### Prompt
In the listing below, locate the line containing "Phrase: lace gown"; reproduce that line and all lines that follow it, unchanged.
:: Dataset records
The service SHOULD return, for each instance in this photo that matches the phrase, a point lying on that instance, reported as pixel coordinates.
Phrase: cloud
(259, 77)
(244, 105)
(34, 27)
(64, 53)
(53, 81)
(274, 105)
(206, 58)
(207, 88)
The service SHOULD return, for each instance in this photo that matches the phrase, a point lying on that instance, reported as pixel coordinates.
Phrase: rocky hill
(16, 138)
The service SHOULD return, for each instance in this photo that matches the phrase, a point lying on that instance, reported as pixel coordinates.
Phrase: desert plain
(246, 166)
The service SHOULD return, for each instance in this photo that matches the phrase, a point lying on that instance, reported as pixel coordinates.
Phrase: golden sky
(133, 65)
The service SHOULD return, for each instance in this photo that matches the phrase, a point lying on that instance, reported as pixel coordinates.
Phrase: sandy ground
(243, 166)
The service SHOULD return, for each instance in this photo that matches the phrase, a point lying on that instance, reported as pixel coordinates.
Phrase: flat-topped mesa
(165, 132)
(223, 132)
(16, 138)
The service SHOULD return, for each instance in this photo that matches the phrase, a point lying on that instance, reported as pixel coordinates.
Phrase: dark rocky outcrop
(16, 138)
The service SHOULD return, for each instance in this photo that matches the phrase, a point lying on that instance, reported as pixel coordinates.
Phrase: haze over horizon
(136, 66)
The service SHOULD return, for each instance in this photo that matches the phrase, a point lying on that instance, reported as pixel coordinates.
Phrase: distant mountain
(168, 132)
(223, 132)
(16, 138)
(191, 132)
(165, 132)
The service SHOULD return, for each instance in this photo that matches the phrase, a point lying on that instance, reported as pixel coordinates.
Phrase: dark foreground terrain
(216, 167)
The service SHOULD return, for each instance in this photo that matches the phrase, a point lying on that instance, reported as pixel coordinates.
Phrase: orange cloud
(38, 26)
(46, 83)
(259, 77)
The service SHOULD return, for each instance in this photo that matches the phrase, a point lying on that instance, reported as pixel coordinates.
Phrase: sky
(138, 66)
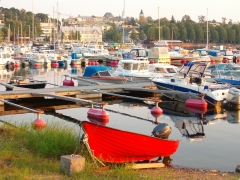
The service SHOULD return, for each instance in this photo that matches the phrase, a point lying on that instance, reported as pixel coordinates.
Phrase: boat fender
(162, 130)
(198, 80)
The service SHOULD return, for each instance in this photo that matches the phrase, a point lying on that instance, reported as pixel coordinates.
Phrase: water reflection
(219, 126)
(233, 116)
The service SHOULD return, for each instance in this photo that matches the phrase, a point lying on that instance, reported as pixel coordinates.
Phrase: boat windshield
(126, 66)
(104, 73)
(171, 70)
(143, 66)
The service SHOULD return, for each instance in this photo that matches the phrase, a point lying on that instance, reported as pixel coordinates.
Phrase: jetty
(81, 92)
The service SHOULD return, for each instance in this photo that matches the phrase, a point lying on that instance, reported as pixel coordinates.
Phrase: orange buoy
(54, 64)
(115, 63)
(16, 65)
(156, 111)
(197, 103)
(183, 61)
(67, 82)
(74, 63)
(199, 110)
(36, 65)
(225, 60)
(151, 62)
(39, 123)
(100, 115)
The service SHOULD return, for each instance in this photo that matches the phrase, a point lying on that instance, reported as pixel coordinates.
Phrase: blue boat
(191, 82)
(230, 80)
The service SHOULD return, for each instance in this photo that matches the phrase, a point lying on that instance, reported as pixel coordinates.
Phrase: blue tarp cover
(91, 70)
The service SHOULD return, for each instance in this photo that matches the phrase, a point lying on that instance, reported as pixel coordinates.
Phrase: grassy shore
(29, 154)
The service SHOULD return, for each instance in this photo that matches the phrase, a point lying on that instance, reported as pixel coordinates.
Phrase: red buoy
(74, 63)
(36, 65)
(199, 110)
(197, 103)
(54, 64)
(151, 62)
(225, 60)
(16, 65)
(39, 123)
(212, 61)
(67, 82)
(156, 111)
(183, 61)
(99, 115)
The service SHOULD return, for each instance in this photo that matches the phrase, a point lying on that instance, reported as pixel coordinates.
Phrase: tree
(186, 18)
(141, 35)
(192, 35)
(182, 31)
(149, 19)
(134, 35)
(232, 36)
(166, 32)
(142, 20)
(199, 33)
(132, 21)
(151, 33)
(201, 19)
(117, 36)
(42, 17)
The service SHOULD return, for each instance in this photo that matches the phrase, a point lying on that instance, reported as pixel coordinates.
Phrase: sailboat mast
(32, 22)
(207, 28)
(123, 15)
(158, 26)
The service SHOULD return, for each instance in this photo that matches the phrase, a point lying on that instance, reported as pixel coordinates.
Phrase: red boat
(113, 145)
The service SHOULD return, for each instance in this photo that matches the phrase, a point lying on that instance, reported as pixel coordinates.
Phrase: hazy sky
(215, 9)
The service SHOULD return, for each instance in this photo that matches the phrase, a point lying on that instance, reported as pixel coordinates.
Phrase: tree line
(185, 30)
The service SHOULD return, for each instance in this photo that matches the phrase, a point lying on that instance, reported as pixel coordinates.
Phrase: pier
(80, 92)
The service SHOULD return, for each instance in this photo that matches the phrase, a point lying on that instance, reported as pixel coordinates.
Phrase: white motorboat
(166, 70)
(135, 70)
(190, 82)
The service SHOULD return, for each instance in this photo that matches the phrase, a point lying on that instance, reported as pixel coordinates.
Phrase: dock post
(1, 102)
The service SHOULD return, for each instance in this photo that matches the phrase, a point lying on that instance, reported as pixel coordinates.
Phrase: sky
(211, 9)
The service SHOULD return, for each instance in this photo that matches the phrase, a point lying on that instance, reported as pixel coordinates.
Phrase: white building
(88, 34)
(47, 30)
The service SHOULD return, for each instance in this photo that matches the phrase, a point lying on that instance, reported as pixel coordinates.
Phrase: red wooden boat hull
(113, 145)
(197, 103)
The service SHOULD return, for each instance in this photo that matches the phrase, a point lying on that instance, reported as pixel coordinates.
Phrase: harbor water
(208, 141)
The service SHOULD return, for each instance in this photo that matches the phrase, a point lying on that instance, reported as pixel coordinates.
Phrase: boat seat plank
(145, 165)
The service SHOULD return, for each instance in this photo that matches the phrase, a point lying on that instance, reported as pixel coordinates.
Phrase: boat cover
(91, 70)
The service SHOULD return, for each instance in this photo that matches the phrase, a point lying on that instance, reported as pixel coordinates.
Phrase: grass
(26, 153)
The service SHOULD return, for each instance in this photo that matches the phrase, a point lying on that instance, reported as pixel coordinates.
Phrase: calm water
(218, 149)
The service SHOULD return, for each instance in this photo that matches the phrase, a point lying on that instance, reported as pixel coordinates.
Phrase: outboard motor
(234, 59)
(162, 130)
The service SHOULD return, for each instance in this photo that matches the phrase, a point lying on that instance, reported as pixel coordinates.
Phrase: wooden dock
(84, 92)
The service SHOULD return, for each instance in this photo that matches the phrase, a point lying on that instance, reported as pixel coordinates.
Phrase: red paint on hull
(113, 145)
(197, 103)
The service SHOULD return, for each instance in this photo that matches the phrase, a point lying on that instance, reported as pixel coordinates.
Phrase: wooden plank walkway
(78, 91)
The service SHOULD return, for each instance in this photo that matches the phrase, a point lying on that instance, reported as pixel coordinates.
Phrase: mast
(32, 22)
(57, 21)
(158, 26)
(207, 30)
(123, 15)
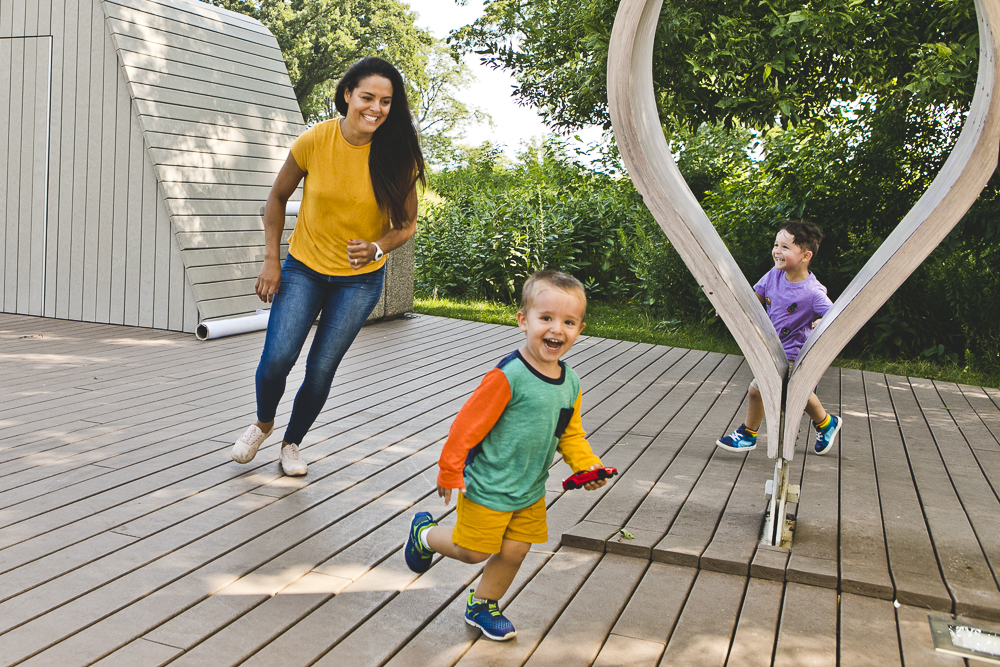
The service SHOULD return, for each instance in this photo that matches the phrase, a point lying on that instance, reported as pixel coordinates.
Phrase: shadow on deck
(128, 537)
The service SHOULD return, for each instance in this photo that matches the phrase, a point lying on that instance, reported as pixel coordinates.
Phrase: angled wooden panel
(133, 230)
(147, 260)
(217, 223)
(167, 173)
(217, 132)
(178, 288)
(208, 74)
(62, 212)
(130, 46)
(94, 225)
(207, 101)
(126, 120)
(173, 81)
(182, 39)
(162, 156)
(222, 119)
(162, 15)
(80, 172)
(109, 141)
(6, 19)
(12, 204)
(256, 193)
(58, 65)
(186, 144)
(40, 151)
(7, 170)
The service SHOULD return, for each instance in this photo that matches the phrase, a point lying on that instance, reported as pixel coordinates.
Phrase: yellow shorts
(481, 529)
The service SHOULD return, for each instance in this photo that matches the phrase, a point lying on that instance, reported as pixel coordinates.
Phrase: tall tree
(733, 61)
(440, 116)
(320, 39)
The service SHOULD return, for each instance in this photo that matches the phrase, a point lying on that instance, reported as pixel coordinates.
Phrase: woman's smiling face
(367, 107)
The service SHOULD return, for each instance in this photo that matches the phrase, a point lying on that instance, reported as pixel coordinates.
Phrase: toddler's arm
(573, 444)
(473, 422)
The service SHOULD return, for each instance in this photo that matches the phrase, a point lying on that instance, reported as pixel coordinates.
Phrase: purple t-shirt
(792, 307)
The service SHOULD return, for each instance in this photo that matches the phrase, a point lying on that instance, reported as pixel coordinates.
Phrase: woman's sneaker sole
(246, 447)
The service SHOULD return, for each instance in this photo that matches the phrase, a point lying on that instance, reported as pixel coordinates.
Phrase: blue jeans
(345, 303)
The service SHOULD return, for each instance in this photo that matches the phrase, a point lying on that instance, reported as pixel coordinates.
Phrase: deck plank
(808, 631)
(127, 537)
(864, 566)
(757, 628)
(867, 627)
(912, 561)
(815, 557)
(966, 570)
(704, 630)
(659, 509)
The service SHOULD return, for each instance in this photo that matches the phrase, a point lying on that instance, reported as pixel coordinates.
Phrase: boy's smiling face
(789, 257)
(552, 324)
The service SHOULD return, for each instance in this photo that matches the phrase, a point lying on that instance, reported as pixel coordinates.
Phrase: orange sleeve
(473, 422)
(573, 444)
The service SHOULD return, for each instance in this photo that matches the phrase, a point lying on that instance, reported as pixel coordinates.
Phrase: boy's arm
(471, 425)
(573, 444)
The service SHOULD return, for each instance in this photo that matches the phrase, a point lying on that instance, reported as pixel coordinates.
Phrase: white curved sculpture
(650, 165)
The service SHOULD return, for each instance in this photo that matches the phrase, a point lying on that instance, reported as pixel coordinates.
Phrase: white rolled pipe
(232, 326)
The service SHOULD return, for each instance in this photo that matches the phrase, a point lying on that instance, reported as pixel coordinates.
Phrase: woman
(359, 203)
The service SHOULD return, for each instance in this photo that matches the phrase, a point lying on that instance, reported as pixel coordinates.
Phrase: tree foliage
(735, 62)
(439, 115)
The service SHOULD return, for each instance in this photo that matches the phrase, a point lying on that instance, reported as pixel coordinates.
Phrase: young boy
(795, 301)
(500, 447)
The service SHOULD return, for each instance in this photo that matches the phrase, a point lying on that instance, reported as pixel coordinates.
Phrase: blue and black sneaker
(485, 615)
(418, 557)
(826, 435)
(739, 440)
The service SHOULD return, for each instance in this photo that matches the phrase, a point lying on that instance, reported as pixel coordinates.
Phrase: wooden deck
(128, 537)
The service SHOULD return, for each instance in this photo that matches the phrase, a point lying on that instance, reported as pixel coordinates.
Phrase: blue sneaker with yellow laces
(827, 433)
(418, 557)
(485, 615)
(740, 440)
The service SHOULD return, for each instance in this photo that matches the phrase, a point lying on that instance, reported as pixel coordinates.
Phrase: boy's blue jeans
(345, 303)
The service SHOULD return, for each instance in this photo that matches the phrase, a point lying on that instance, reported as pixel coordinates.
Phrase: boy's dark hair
(395, 161)
(806, 234)
(551, 278)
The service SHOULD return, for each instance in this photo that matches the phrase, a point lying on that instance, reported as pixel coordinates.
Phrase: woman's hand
(359, 253)
(268, 280)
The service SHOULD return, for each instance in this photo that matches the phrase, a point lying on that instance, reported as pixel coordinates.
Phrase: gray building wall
(145, 135)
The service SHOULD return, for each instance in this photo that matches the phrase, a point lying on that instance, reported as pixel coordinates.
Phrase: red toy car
(579, 479)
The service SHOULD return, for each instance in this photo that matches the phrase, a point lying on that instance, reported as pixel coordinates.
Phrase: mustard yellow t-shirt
(338, 202)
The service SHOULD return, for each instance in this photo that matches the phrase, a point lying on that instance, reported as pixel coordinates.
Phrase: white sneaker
(246, 447)
(291, 462)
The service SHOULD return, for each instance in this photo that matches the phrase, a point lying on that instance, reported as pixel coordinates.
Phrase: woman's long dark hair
(395, 160)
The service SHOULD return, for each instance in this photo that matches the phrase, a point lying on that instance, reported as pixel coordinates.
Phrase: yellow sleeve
(479, 414)
(573, 444)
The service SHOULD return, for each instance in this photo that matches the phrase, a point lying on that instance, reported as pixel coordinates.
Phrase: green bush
(496, 222)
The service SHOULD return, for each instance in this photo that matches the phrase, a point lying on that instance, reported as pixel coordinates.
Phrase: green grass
(623, 321)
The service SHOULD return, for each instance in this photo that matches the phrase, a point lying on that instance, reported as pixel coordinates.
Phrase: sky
(492, 90)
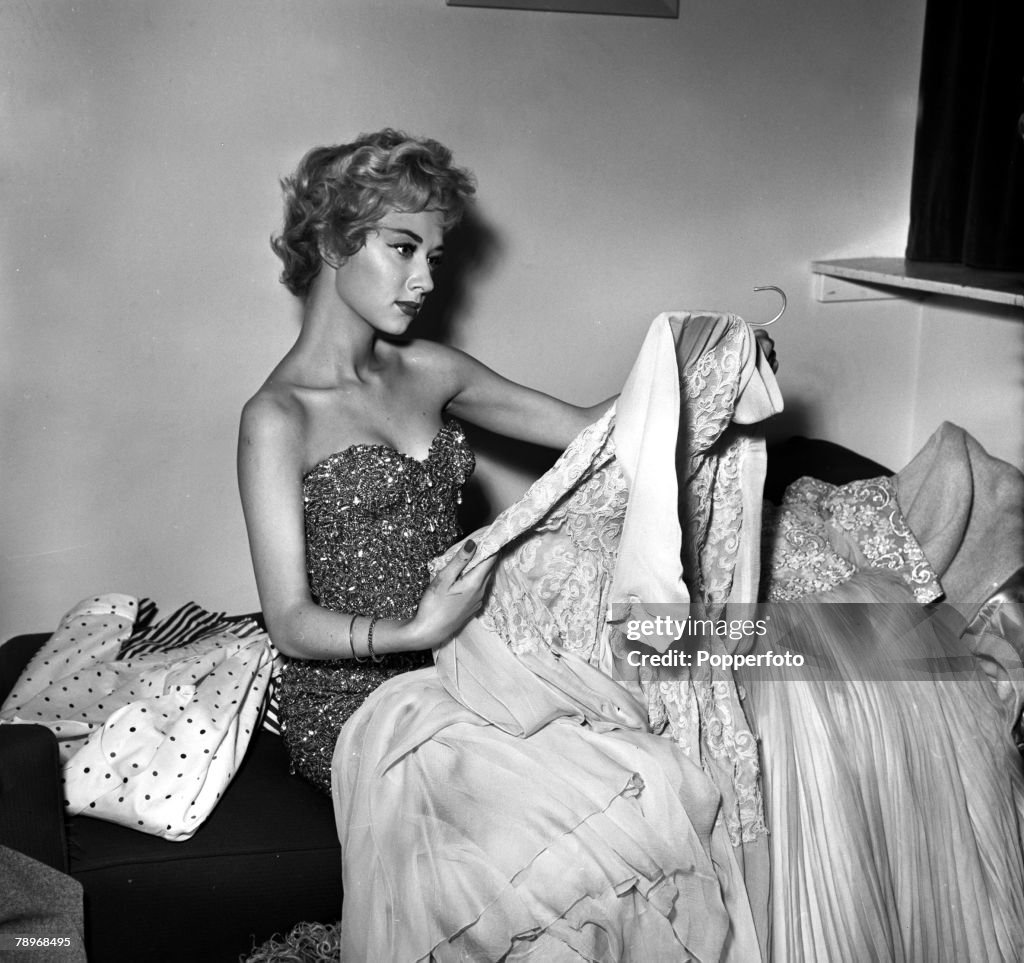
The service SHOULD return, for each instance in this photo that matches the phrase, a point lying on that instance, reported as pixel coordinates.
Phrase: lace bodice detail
(376, 516)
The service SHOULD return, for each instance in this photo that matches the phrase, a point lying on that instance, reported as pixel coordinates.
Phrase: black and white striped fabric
(192, 623)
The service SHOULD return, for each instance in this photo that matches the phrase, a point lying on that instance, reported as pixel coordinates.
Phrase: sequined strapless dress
(375, 517)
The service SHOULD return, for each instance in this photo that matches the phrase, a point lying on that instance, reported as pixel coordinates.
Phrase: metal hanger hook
(781, 310)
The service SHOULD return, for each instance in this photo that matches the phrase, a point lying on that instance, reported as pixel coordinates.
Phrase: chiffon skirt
(894, 800)
(462, 841)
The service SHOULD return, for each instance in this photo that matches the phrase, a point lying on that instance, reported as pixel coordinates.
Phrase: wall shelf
(869, 278)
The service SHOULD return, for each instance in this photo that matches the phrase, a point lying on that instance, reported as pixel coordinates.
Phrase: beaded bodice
(376, 516)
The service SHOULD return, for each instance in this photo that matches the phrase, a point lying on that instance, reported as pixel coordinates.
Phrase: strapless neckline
(448, 425)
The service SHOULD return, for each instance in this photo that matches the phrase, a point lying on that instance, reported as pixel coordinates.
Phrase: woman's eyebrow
(411, 234)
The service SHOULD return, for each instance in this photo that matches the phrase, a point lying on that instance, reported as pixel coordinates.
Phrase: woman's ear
(328, 256)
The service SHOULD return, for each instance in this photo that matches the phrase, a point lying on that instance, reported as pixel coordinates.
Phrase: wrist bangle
(351, 639)
(370, 640)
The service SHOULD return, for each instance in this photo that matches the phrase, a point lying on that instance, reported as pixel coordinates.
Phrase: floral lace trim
(705, 716)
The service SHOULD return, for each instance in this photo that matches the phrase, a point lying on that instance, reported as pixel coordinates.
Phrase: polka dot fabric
(148, 742)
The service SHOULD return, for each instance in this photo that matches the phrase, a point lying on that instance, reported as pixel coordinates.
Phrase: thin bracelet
(370, 640)
(351, 639)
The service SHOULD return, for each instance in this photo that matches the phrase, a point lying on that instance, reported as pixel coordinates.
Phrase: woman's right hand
(451, 599)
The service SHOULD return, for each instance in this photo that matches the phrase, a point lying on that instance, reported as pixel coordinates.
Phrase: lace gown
(893, 787)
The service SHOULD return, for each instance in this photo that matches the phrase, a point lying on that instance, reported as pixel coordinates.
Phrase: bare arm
(485, 399)
(269, 465)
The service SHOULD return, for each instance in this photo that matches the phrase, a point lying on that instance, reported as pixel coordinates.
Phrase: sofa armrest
(31, 795)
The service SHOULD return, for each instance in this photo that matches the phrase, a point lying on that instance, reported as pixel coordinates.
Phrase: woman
(364, 235)
(350, 466)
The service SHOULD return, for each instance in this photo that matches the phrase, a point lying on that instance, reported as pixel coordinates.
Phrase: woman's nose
(421, 280)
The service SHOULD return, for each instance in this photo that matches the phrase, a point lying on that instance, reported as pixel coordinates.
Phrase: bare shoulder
(439, 366)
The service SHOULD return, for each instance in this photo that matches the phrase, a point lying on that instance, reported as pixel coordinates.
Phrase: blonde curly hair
(338, 194)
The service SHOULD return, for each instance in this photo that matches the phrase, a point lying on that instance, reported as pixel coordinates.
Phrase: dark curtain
(967, 197)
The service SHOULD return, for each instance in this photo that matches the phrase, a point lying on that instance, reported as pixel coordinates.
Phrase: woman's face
(384, 283)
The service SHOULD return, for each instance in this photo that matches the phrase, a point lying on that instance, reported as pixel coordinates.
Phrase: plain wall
(626, 166)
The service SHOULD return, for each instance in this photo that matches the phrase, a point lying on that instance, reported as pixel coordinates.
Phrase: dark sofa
::::
### Task output
Phrase: lace gown
(893, 787)
The service SHOULD return, for each instance in this photo that matches the phrase, a point lying on that instance, reported as pixel coordinates.
Phrase: bare arm
(485, 399)
(269, 465)
The service SHOULD return, for each instance in this photo that matches the phrase, a point lying on that instance, reported as pixel coordinates.
Phrase: sofa armrest
(31, 795)
The service SHOULD return, for each instance in this photo that matches the phrase, a point lying on that instance, reported as pixel coordinates.
Phrase: woman
(364, 235)
(350, 466)
The service SHOULD return, for each instance in this photo that matches the phrase, a point lying on that instance, reported as pixel coordinates.
Phrase: woman's nose
(421, 280)
The service SHOULD return, for each instance in this photo that matches the phrase, a point lying on that instance, reported as pixel coordinates.
Phrase: bare shoulder
(439, 366)
The service SHOULD return, for each instance in this photo that matches the phrase, a point lying on that instance, reported as pixel coordinates.
Phrase: blonde curly hair
(338, 194)
The service SHOULD return, for each instance in this photo that matches the phrase, a point lying on that instance, reported as pixel coordinates.
Phrase: dark curtain
(967, 197)
The service SHOULD return, for each instance in this photo that matches the phrase, a point lying on that instance, reported as pixel coordinates.
Phrase: woman's face
(384, 283)
The service SHOULD return, for each instance in this photo that matches the phrase, a point lying on that instance, reported as pixel coordinates.
Phrase: plain wall
(626, 166)
The service SHOULD return, for each instance in this photo that matches the phrase, a point lying on that instance, reported as pixel coordinates.
Phrase: dark sofa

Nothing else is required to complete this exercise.